** The task **
From the biography of Matt Stankiewitch, list every per-game offensive average that the Nittany Lions posted against Big Ten opponents, together with its category.

** Quoted passage **
Matt Stankiewitch (born February 8, 1990) is an American football center who is currently a free agent. He played college football for Penn State from 2008 to 2012.

Recruiting

Stankiewitch graduated from Blue Mountain High School in Pennsylvania in 2008.  Stankiewitch was a 2 time all-state football player after his junior and senior seasons.  He started at left guard in the Under Armour All-America Game and started at center in the Big 33 Football Classic where he was the Pennsylvania team captain in the game.

College Football Career
At Penn State, Stankiewitch redshirted in 2008 before starting two games at left guard in 2009. In 2010, Stankiewitch played in six games before missing the rest of the season due to illness. He was able to remain healthy throughout 2011 and 2012, finishing his career having made 25 starts at center and 2 starts at guard, second highest among the 2012 senior class. The talented and tough Stankiewitch helped anchor a unit that led the Big Ten in fewest sacks allowed in 2011 (14 in 13 games).  The physical and driven Stankiewitch led the Penn State Nittany Lions in snaps played in 2011 & 2012 with 966 in 2011.  During the course of the 2012 season, Stankiewitch was awarded 5 game balls and was a finalist for the Rimington Trophy.  He was awarded  1st team all Big Ten as center after the 2012 season.  He was instrumental in helping Coach Bill O'Brien's Nittany Lions lead the Big Ten in total offense (437.0 ypg) in conference games and ranking second in scoring offense (32.6 ppg) and second in pass offense (283.1 ypg) against Big Ten foes. Stankiewitch helped the Nittany Lions gain more than 500 yards of total offense three times in conference play, topped by 546 yards against Indiana, its highest total against a Big Ten foe since gaining 557 yards against Michigan State in 2008. Lastly, Stankiewitch played the most plays on the Penn State football team during Joe Paterno's last season as head football coach.

** Dataset **
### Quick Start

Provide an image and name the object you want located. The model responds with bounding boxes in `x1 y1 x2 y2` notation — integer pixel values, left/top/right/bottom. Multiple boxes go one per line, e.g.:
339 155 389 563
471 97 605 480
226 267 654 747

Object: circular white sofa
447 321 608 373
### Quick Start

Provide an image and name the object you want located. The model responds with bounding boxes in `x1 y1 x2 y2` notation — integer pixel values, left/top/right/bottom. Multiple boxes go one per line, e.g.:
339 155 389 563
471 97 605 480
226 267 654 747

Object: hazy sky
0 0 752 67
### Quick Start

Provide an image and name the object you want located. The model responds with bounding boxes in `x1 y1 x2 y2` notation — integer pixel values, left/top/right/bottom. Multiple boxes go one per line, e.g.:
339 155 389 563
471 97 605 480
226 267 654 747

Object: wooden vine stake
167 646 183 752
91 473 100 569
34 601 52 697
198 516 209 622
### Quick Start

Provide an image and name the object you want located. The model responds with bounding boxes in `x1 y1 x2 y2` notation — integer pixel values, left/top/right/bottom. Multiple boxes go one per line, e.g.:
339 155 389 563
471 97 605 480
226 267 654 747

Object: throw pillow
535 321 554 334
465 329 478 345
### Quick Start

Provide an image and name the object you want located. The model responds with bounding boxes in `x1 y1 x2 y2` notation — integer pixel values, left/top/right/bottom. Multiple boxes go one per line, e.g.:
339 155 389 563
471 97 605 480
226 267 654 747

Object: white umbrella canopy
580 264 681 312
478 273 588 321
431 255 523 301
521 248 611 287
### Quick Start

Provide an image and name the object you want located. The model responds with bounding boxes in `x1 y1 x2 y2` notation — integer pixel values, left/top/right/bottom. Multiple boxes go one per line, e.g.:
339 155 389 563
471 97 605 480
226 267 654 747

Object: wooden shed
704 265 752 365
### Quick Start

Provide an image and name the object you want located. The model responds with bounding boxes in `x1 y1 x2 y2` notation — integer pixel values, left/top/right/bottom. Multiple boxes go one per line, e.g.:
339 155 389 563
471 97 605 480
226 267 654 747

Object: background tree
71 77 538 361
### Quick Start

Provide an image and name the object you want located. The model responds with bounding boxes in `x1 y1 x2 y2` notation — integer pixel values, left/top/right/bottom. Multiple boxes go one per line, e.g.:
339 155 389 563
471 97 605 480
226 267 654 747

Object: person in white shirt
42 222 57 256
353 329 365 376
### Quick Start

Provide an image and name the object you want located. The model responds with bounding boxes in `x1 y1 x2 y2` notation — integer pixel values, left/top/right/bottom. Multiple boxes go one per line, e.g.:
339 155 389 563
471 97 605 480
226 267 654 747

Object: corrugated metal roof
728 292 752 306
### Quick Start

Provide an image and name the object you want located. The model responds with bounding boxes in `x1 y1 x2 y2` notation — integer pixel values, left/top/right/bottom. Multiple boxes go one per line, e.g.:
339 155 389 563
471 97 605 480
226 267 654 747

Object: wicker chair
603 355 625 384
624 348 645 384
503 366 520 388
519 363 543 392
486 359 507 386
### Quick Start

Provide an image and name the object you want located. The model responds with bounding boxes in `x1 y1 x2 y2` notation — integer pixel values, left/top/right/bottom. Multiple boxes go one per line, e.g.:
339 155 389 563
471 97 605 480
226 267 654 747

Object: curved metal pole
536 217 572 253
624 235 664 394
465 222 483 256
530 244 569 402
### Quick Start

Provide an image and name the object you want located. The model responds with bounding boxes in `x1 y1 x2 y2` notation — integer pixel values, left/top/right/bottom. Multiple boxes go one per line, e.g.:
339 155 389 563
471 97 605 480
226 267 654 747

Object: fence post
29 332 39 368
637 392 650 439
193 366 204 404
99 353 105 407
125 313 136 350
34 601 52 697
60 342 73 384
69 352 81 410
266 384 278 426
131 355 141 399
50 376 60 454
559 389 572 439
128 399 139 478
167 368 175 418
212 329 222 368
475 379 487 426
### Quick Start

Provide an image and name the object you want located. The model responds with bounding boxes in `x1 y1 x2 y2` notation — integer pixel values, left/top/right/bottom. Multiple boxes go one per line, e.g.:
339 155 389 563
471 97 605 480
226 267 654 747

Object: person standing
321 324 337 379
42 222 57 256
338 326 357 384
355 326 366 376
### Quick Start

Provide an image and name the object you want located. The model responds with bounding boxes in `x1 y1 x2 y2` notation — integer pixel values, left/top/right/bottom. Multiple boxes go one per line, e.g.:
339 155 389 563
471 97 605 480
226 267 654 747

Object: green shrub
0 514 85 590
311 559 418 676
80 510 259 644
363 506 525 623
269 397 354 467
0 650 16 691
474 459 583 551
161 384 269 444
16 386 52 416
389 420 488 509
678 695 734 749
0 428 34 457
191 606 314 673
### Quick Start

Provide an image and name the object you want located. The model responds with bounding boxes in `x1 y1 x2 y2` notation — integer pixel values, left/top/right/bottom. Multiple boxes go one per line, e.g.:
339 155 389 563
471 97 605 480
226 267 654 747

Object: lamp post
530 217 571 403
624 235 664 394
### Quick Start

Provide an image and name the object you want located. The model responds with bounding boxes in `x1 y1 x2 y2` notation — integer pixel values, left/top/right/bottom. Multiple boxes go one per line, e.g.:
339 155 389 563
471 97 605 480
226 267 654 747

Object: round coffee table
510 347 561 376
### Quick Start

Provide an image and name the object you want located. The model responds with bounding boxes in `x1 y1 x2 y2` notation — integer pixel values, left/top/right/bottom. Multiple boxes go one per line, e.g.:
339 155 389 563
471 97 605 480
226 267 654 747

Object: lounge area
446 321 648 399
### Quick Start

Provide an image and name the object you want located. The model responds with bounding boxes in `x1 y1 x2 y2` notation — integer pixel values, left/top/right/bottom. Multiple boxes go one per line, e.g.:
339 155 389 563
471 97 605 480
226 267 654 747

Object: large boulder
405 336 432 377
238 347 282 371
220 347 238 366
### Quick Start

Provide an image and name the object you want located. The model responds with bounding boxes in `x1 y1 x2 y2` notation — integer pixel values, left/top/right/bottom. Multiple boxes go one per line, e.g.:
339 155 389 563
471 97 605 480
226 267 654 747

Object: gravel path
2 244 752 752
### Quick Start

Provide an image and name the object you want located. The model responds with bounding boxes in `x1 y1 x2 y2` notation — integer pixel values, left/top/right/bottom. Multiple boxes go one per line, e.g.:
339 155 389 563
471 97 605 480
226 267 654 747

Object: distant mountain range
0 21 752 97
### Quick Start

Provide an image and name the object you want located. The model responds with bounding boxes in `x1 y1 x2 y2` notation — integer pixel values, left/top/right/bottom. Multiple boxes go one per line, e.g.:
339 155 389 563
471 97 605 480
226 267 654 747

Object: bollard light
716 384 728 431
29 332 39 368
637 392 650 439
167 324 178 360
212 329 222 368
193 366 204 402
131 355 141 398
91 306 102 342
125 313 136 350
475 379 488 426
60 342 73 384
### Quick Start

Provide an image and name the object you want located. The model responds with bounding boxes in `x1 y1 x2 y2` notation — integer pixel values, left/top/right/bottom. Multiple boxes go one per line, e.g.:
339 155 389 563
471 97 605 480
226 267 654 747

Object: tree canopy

** Task result **
- Total offense: 437.0 yards per game
- Scoring offense: 32.6 points per game
- Pass offense: 283.1 yards per game